▶ [AIM OF THE EXERCISE]: Find "Please tag every instance of the hill" in the material below, then copy that line and every subsequent line to the end, exactly.

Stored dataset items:
——————
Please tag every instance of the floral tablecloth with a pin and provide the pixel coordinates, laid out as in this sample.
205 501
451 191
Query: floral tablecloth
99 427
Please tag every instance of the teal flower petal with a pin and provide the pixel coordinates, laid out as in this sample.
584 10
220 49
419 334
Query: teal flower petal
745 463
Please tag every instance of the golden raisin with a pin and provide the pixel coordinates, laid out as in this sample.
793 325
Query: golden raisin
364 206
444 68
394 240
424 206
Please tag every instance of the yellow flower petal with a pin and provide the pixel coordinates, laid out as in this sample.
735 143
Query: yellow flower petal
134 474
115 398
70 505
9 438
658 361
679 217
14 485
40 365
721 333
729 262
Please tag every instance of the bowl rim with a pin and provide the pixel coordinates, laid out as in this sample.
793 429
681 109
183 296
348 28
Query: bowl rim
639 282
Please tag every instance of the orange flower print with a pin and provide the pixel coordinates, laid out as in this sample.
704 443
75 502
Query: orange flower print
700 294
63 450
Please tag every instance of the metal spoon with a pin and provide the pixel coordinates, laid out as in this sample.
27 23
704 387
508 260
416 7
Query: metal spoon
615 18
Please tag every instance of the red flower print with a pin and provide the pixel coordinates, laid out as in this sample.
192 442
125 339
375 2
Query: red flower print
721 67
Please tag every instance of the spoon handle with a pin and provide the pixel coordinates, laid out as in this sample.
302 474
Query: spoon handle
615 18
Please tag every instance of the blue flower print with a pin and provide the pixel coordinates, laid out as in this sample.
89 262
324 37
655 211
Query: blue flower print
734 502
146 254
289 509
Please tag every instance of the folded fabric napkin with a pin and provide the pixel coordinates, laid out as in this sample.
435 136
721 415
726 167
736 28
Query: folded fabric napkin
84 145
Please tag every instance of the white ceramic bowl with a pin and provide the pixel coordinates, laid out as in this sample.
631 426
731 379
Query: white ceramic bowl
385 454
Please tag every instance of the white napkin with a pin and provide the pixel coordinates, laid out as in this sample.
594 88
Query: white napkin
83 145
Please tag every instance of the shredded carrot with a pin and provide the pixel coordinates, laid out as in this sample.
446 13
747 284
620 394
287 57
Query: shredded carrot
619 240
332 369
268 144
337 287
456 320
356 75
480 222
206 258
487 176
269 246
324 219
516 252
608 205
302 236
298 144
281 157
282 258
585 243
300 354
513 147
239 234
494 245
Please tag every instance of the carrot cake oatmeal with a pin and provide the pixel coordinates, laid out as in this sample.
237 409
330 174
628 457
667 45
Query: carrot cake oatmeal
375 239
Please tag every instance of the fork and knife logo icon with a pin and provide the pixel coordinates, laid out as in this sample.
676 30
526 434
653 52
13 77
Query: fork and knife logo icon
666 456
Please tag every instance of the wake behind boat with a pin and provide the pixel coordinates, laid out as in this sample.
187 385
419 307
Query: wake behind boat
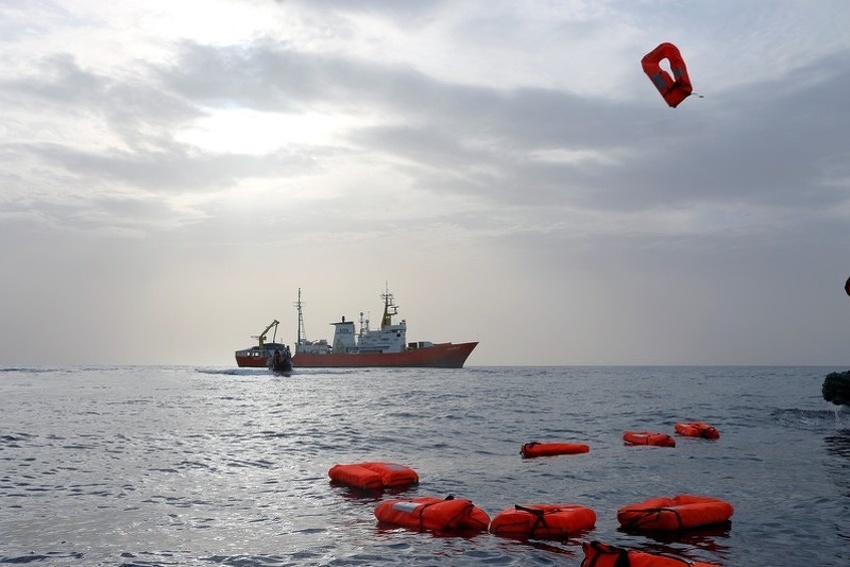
385 347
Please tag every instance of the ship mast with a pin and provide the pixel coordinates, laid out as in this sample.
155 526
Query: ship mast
389 303
301 333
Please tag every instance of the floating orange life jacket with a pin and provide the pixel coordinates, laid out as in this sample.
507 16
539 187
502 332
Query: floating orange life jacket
697 429
373 475
535 449
648 438
433 514
598 554
543 521
677 513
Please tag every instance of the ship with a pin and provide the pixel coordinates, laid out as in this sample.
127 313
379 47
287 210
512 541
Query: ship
272 355
386 347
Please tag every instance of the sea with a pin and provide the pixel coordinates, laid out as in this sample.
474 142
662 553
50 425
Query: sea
208 466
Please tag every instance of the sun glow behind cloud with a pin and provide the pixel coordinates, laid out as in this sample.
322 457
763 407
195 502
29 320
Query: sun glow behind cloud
245 131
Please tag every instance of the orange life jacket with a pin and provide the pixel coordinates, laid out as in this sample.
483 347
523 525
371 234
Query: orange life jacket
674 89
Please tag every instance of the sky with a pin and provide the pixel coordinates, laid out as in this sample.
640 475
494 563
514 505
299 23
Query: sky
172 173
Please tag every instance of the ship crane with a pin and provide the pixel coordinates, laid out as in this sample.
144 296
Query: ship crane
261 338
389 303
301 333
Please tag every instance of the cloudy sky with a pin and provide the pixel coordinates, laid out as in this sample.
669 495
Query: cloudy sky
173 172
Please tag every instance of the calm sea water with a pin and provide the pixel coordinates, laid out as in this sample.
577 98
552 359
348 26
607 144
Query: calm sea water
214 466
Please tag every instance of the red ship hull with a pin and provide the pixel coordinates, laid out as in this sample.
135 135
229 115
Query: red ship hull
444 355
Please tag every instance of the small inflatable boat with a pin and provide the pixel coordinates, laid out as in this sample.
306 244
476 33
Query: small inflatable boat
648 438
543 521
680 512
598 554
431 514
535 449
696 429
373 475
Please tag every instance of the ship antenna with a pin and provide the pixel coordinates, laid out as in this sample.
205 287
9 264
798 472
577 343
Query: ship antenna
389 303
301 333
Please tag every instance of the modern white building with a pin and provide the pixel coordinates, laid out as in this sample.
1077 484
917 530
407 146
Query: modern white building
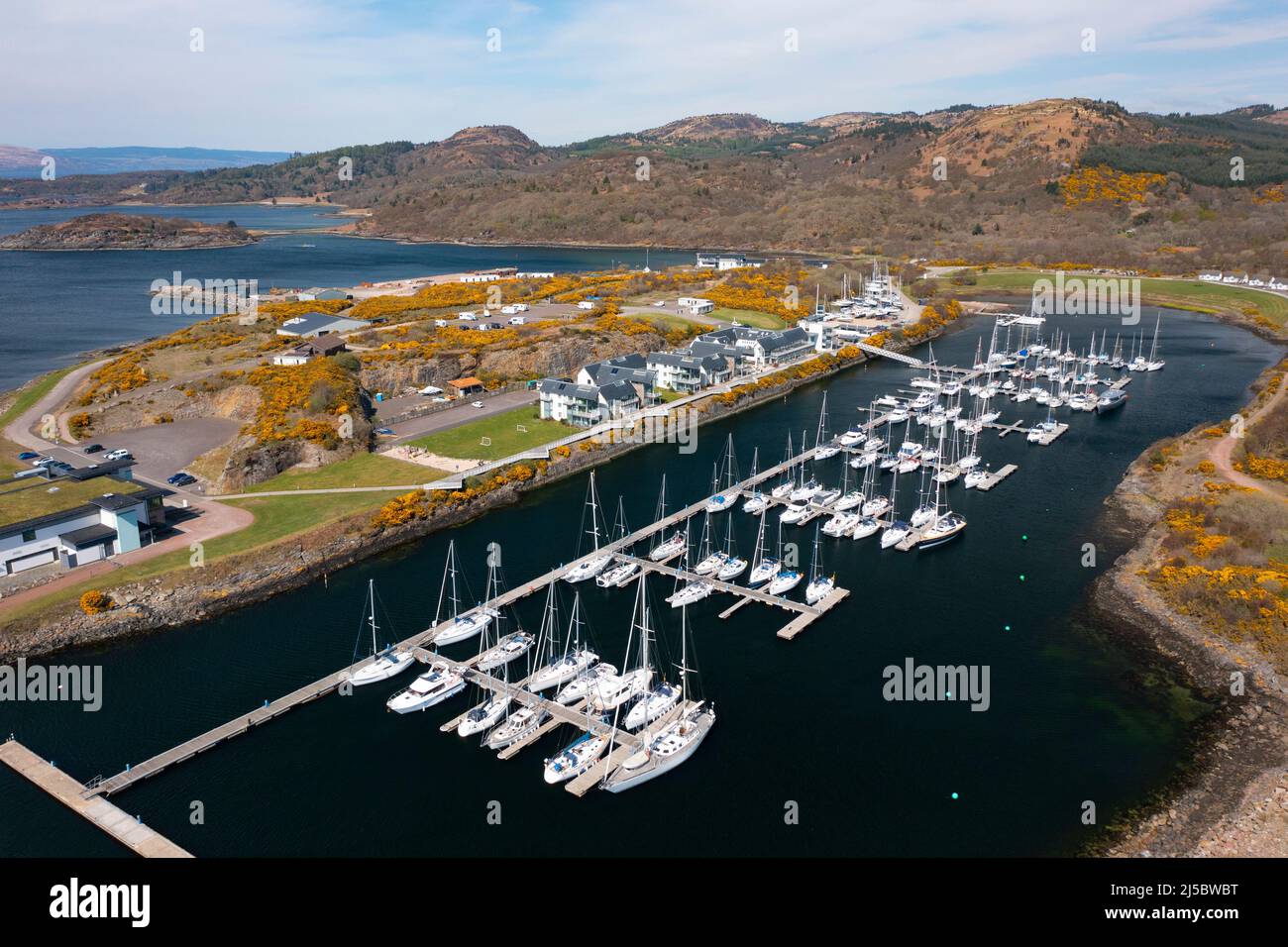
696 305
103 517
313 324
585 406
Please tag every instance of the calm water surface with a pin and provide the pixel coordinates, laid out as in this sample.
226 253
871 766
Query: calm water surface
58 304
1073 715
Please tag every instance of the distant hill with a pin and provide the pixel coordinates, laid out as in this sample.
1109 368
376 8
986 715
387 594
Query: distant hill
1050 180
26 162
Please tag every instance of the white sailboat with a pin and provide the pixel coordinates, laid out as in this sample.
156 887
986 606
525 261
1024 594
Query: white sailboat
385 663
898 528
612 690
595 562
572 660
669 547
728 495
428 689
460 625
763 566
733 565
786 579
819 585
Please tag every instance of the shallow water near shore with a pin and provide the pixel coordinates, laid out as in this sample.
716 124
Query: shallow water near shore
1073 716
56 304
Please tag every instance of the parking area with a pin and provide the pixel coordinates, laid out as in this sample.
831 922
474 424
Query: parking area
159 450
458 415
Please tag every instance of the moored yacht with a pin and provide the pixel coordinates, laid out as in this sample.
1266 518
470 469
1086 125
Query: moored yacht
432 686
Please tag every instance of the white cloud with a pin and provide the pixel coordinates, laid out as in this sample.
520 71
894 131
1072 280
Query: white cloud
287 73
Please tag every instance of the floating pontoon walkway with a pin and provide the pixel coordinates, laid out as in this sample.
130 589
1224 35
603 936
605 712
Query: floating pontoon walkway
127 830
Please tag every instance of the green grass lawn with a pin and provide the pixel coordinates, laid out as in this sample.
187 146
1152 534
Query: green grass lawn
1176 294
464 442
359 471
275 518
748 317
35 496
30 395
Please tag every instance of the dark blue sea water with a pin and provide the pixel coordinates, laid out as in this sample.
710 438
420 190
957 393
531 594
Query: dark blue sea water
56 304
1074 715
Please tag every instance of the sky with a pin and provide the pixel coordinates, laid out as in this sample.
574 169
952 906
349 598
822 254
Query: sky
308 75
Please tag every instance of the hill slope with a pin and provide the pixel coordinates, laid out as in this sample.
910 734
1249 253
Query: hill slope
1004 183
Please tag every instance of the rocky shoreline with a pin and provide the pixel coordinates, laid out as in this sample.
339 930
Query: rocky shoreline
127 232
1231 797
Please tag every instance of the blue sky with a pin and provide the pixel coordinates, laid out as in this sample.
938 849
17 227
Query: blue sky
317 73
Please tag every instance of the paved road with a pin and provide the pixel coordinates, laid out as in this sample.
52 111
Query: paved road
456 416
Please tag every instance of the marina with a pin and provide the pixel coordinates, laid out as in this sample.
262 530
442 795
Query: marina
733 599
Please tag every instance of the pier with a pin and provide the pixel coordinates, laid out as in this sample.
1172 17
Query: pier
621 551
127 830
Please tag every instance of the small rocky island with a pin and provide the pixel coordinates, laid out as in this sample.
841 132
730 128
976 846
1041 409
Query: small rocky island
128 232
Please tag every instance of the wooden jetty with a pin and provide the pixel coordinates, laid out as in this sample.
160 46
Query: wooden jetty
125 828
——————
▶ [EXPECTED ANSWER]:
Please tag every instance of the hill slope with a pin and provide the pixel coordinates, laid out as in this sample.
910 734
1249 253
Query: hill slope
1004 183
Please tag every instance of the rocky shoreline with a pin and provide the pixel coordinates, laid out as in this sample.
339 930
Query: rocky shoreline
127 232
1231 797
Please tag every instance of the blue sky with a pin and provide the pixel coordinates, laid out as in this sample.
938 849
17 227
Query: blue sky
317 73
Please tag every instance of the paved road with a pin and provide the pixel coordinates, laid out as in this sample.
52 111
Query: paved road
456 416
Please tag every instance of the marina with a pin and provide the pixel coordinates, laid out as in this sample.
262 530
442 795
Query: marina
733 599
Please tag every instance of the pier with a pin and provide the pixel coordinates, laid out as in this sample.
1172 17
Query: pier
621 551
127 830
Please tag every instance of the small rocky island with a pin and provide the pixel coordinates, laid out as in this sample.
841 132
730 128
976 846
1041 409
Query: small rocky island
128 232
Please tag every instance of the wooden jetty with a pin and provide the pixel coordinates, laid out as in this sample.
160 46
Query: wooden jetty
125 828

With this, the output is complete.